▶ [Work request]: Isolate every line in the data with the string "chair" and copy it.

Stored entries:

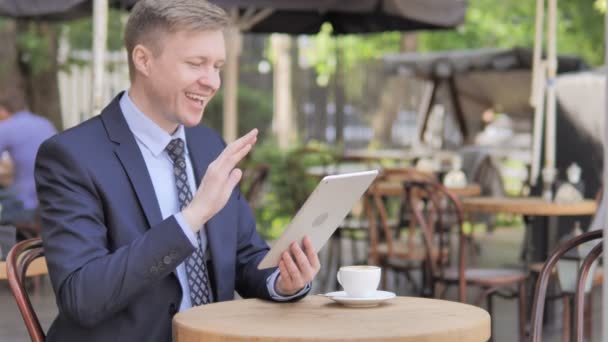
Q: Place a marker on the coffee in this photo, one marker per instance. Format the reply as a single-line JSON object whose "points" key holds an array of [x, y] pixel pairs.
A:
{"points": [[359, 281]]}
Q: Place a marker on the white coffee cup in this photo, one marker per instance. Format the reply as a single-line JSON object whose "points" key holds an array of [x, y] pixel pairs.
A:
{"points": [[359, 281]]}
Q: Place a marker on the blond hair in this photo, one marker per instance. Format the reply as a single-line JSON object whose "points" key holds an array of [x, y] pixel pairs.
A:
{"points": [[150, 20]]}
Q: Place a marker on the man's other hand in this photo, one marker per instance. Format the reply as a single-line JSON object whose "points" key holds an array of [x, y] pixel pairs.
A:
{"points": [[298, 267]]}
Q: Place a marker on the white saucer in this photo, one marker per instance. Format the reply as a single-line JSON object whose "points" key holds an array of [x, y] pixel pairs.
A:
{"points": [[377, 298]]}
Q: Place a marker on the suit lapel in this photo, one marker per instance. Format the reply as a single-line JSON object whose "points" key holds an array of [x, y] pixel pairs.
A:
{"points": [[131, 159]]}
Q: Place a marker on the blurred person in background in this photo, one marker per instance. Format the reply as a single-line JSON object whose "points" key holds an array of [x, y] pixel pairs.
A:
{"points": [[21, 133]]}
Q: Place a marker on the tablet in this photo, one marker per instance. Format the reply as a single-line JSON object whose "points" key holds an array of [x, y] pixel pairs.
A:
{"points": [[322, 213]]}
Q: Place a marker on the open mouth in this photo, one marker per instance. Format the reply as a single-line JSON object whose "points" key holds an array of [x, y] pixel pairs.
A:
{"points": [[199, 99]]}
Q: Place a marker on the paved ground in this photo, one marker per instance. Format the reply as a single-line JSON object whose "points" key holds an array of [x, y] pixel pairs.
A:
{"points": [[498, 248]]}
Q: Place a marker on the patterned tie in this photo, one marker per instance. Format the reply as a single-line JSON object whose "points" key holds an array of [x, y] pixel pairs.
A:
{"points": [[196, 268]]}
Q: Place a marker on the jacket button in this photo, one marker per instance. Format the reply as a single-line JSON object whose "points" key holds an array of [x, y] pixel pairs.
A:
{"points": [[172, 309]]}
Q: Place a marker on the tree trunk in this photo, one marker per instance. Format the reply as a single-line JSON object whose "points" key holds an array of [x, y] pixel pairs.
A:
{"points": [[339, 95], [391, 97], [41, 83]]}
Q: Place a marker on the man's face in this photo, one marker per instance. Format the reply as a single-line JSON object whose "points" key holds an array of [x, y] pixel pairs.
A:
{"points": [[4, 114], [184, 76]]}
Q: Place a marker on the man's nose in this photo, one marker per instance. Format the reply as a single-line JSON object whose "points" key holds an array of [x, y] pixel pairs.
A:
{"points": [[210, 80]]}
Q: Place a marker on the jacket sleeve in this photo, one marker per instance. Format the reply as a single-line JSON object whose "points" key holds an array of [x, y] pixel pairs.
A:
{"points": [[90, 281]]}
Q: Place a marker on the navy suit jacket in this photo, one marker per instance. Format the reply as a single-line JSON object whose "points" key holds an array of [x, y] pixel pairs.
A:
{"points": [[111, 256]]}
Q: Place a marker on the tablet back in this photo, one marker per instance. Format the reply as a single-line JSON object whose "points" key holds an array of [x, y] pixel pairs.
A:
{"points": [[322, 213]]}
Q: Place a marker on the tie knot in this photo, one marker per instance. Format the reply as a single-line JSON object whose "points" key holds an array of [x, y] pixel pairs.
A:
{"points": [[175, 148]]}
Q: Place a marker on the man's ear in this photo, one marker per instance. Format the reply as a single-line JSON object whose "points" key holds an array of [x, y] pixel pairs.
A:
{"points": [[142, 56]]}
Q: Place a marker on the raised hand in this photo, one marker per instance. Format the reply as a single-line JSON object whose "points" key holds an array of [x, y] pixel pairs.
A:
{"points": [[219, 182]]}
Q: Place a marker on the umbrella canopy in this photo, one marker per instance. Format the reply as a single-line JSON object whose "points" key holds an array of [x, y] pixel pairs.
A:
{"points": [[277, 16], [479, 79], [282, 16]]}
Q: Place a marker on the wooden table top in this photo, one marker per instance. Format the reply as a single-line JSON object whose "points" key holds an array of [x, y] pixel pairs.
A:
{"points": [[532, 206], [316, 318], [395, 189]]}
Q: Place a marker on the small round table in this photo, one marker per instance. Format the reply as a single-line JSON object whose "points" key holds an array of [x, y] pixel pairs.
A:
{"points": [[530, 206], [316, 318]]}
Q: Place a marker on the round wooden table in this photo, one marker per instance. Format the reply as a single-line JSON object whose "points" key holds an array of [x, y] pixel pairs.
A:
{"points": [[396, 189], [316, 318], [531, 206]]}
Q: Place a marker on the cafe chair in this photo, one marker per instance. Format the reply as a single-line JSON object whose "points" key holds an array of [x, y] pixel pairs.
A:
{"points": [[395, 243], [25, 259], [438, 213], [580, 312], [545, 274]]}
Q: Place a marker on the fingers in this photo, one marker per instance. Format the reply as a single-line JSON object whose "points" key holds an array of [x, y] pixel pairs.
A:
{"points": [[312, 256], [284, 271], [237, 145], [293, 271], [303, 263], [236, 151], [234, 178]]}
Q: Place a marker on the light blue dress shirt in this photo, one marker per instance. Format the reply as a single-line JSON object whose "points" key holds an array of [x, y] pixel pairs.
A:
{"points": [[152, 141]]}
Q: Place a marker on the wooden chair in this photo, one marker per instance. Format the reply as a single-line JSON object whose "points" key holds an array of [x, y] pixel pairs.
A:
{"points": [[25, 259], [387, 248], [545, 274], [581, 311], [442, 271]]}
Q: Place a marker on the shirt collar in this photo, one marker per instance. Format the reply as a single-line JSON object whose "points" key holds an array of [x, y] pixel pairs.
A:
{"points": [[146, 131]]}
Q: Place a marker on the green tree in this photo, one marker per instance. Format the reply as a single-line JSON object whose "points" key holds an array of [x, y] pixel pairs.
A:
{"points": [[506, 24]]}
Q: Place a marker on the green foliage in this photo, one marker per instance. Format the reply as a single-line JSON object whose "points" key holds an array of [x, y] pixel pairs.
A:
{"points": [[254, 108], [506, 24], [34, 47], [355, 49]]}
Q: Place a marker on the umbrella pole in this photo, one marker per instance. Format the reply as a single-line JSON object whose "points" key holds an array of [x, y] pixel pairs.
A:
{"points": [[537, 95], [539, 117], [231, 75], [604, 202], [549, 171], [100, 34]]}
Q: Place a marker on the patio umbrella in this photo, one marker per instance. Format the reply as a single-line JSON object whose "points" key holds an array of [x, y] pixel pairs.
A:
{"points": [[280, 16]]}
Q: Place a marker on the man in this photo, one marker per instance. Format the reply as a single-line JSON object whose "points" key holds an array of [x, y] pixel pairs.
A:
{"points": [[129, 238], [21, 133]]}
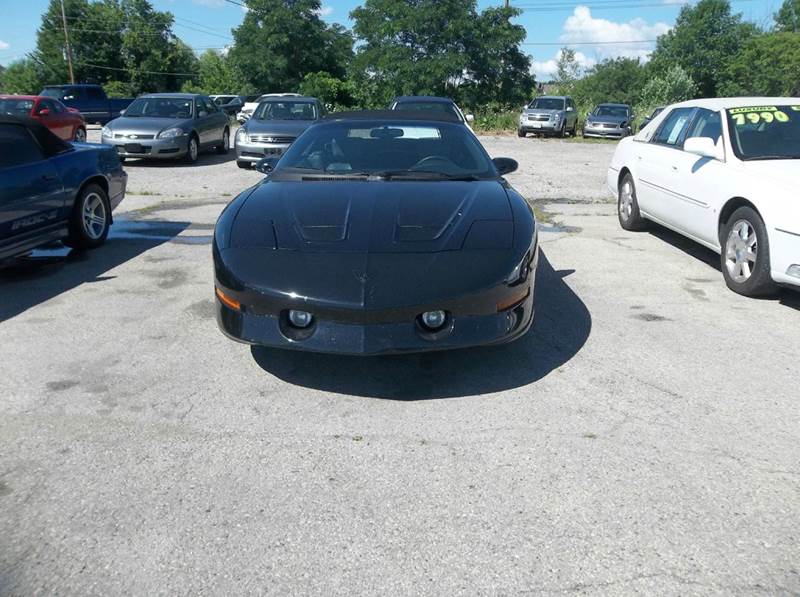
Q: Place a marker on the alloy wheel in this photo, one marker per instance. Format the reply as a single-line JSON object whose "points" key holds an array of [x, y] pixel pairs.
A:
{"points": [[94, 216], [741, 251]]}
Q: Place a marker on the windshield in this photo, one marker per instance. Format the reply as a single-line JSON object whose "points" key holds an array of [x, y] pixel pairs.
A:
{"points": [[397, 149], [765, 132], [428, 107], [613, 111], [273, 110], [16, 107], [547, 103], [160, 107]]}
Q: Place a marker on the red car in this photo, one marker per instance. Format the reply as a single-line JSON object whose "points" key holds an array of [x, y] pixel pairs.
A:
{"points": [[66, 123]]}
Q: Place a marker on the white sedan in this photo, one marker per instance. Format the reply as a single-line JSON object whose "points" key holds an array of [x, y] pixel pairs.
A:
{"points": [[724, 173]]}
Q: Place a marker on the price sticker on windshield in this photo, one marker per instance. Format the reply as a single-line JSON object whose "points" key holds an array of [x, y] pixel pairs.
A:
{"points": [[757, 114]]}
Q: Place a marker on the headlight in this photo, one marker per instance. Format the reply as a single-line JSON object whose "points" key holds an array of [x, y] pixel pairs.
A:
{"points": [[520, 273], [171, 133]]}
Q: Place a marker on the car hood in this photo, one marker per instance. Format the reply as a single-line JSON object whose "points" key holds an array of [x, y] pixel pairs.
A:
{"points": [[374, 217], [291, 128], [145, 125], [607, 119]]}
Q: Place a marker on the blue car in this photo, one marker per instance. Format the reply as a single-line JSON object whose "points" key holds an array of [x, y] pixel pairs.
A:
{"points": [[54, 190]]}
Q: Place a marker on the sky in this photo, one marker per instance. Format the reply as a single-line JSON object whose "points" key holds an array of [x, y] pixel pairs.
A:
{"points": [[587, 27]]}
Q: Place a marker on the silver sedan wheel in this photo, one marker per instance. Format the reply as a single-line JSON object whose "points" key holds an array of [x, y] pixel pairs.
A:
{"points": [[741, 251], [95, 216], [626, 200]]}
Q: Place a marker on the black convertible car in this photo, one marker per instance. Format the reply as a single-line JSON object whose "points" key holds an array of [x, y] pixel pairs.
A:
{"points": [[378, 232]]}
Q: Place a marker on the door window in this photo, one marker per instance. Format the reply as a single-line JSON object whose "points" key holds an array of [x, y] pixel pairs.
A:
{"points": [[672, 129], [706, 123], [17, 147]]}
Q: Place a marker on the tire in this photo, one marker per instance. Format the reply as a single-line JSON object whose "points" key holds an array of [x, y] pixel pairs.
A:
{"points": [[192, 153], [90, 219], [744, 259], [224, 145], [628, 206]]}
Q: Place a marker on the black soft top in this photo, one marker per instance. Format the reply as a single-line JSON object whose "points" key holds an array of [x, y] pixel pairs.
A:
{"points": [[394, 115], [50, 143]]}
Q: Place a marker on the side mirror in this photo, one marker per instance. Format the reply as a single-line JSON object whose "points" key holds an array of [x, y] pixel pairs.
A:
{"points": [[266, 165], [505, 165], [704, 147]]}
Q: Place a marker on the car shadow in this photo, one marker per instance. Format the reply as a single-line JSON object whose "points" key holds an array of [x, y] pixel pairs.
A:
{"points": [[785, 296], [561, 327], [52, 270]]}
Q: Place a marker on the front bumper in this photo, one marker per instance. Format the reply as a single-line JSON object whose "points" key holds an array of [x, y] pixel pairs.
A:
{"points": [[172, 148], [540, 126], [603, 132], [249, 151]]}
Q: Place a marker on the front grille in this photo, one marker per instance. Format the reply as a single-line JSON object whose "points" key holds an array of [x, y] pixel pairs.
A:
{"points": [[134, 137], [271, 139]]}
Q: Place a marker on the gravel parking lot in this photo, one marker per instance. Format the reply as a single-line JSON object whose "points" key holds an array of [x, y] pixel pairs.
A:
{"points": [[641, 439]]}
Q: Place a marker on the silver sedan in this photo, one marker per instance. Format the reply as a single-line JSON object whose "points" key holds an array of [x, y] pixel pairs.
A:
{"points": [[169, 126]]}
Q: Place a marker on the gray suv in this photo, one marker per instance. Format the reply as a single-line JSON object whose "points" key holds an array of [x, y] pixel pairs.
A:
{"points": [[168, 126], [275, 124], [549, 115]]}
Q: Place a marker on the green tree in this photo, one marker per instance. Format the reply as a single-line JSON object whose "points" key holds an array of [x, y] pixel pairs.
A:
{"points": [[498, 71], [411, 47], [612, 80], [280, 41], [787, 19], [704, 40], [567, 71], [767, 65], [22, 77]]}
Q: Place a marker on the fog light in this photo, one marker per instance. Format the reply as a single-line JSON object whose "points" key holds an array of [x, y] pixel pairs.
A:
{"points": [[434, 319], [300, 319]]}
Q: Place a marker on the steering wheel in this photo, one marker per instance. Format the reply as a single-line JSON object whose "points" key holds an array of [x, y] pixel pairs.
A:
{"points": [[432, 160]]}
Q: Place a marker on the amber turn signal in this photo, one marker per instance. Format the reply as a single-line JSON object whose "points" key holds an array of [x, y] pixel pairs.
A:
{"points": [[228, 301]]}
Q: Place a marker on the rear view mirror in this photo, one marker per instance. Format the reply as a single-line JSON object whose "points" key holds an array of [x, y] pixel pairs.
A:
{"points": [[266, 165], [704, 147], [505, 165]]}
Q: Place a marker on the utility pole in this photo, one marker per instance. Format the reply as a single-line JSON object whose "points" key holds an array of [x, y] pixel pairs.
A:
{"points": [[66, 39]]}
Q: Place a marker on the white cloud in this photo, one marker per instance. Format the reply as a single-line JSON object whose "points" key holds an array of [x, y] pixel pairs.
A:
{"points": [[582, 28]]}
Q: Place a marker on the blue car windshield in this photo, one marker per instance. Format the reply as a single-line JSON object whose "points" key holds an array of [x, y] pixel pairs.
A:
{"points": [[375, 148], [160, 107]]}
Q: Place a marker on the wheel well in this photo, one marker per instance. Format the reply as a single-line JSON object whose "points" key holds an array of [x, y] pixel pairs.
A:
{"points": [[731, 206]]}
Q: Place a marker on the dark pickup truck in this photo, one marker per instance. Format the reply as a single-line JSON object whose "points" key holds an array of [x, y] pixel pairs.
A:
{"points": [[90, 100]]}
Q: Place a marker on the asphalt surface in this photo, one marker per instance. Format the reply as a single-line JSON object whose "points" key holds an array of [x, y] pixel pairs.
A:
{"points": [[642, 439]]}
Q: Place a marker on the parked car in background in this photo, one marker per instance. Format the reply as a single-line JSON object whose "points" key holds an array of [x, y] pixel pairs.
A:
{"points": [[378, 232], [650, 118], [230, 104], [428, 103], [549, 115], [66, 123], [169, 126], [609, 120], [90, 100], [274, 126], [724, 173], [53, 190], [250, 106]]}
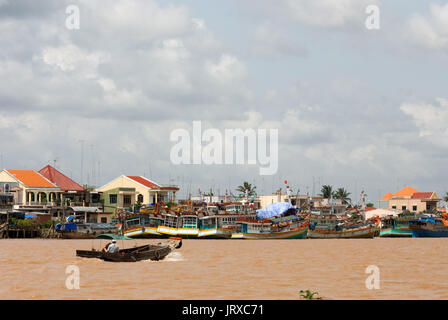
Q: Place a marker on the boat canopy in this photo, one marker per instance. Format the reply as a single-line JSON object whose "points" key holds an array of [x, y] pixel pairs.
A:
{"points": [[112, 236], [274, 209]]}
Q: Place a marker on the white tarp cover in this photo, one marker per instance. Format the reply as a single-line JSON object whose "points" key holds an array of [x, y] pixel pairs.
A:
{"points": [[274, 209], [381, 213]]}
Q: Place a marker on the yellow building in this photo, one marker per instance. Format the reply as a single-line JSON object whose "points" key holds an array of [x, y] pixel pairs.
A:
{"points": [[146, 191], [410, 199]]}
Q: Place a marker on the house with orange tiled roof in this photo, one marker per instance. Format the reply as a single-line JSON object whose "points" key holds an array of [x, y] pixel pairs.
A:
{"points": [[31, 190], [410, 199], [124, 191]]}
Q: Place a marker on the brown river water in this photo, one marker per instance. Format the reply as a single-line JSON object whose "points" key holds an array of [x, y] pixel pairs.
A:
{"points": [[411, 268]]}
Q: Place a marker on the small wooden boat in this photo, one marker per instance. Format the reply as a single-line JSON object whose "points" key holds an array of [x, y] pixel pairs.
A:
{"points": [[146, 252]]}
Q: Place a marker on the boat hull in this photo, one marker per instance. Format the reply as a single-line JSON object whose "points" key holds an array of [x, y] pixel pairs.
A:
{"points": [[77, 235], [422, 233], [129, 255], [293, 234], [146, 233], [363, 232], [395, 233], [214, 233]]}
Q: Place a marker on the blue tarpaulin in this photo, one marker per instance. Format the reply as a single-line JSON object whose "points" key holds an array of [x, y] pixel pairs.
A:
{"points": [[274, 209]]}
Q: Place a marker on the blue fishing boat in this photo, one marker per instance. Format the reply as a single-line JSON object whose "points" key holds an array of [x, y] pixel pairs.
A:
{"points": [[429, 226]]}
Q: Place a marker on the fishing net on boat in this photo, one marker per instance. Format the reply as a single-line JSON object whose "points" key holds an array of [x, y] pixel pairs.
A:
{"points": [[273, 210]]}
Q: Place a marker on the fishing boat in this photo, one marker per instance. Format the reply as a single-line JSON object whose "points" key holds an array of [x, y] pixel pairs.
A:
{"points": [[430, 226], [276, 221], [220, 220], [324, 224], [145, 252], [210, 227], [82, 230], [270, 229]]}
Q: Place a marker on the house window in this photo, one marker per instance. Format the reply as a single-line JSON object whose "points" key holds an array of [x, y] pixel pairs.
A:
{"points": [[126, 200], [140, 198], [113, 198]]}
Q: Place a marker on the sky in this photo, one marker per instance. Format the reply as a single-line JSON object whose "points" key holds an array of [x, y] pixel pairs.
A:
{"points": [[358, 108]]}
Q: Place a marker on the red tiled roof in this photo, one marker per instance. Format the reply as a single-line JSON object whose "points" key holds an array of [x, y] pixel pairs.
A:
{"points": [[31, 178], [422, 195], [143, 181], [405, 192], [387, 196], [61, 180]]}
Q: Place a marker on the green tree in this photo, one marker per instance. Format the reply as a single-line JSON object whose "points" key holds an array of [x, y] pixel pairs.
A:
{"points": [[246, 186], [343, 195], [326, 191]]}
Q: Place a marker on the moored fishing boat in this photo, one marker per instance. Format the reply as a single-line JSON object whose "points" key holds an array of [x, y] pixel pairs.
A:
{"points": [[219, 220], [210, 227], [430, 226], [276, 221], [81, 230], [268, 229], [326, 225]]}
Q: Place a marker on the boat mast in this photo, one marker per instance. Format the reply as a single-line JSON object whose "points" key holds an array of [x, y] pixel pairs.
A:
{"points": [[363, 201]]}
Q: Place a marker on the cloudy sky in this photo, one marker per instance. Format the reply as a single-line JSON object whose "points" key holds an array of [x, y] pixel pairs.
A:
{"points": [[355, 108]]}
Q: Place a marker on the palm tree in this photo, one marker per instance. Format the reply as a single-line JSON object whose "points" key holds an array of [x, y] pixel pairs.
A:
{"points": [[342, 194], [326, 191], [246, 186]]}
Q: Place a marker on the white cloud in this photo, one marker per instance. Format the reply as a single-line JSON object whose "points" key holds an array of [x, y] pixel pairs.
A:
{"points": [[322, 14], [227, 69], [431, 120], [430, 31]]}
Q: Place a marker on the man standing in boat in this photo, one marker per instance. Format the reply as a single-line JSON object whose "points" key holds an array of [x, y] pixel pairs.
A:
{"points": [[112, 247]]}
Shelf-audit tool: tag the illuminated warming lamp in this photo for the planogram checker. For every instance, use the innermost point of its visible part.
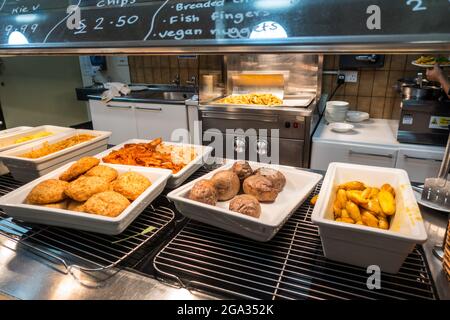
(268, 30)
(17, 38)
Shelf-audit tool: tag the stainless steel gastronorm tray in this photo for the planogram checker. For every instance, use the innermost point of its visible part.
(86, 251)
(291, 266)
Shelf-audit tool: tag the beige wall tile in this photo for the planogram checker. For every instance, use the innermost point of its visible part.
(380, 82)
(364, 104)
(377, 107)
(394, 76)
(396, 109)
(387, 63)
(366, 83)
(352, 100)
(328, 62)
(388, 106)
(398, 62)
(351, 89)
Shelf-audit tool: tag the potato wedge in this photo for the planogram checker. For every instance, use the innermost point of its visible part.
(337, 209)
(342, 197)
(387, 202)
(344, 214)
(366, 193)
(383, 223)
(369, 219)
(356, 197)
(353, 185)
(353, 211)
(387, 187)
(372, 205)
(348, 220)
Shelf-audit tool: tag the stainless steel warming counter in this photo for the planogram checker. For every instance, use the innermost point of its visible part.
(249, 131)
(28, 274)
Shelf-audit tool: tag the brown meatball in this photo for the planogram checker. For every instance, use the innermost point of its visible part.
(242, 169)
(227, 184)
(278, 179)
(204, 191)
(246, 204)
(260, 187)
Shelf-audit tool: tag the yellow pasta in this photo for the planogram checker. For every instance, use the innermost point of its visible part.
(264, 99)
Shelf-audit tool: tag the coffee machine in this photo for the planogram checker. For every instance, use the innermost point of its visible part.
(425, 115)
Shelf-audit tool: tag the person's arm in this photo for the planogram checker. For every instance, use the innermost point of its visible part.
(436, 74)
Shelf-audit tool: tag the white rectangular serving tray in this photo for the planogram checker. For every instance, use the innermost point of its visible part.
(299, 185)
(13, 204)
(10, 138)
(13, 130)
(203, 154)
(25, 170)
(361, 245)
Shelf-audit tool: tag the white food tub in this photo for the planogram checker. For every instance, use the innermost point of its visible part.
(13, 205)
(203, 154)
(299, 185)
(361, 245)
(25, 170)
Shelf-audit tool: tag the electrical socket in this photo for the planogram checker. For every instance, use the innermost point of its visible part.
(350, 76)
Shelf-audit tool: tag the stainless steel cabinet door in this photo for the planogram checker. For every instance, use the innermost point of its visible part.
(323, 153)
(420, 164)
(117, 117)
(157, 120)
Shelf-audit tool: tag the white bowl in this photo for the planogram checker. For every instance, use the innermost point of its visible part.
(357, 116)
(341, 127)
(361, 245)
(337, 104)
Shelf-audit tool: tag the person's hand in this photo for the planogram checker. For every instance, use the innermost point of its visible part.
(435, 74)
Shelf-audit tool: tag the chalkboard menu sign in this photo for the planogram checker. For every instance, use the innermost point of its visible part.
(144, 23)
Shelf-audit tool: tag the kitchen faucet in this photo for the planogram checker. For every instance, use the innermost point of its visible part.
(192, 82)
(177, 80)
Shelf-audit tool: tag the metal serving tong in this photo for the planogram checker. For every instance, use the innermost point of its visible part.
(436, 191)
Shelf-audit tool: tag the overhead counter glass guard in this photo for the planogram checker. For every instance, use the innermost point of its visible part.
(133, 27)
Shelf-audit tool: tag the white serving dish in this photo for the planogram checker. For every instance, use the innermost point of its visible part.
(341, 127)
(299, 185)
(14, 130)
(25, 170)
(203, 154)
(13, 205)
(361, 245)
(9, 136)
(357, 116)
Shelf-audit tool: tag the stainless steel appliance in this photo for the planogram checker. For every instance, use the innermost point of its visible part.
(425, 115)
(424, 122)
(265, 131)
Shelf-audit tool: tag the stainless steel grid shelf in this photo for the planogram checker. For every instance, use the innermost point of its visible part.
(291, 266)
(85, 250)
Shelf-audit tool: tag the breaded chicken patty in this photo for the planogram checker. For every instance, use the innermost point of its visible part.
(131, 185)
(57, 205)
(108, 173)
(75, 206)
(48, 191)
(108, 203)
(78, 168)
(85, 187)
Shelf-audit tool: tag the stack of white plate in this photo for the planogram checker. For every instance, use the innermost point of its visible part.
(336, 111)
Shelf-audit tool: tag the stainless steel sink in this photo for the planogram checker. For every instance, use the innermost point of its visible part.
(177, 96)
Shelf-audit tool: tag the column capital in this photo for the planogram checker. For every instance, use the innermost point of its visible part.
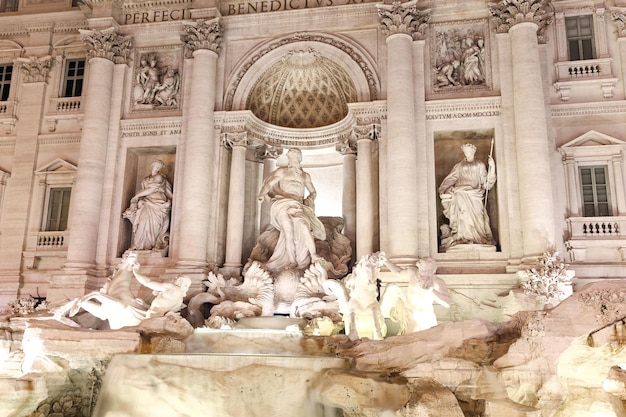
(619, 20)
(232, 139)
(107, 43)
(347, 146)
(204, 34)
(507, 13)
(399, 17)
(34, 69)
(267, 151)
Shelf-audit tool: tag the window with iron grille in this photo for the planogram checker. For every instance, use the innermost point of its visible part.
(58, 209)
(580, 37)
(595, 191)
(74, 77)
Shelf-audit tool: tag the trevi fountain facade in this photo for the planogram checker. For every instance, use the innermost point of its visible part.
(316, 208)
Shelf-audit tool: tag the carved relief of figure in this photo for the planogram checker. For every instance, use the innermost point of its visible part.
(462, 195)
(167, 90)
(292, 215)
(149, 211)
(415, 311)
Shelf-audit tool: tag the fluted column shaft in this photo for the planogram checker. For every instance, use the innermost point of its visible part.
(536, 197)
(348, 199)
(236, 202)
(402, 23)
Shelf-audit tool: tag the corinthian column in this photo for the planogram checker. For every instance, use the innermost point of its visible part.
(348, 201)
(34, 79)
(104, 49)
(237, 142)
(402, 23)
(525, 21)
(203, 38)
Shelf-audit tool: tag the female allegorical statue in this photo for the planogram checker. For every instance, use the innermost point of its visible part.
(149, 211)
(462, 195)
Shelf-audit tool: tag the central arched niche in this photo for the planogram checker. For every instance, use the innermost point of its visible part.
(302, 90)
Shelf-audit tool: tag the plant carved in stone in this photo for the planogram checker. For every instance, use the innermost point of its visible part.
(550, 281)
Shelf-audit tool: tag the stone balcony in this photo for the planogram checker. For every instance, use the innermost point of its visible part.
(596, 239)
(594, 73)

▶ [Response box]:
Q: Place a marker on the cafe chair in this photo, one marker per instance. Format the reply as a single-line JSON object whose "points" key holds an array of [x, y] pixel pairs.
Q: Place a marker on the wooden chair in this photo, one marker per instance. Format the reply as a single-line JSON object whose "points" key holds an array of [x, y] pixel pairs.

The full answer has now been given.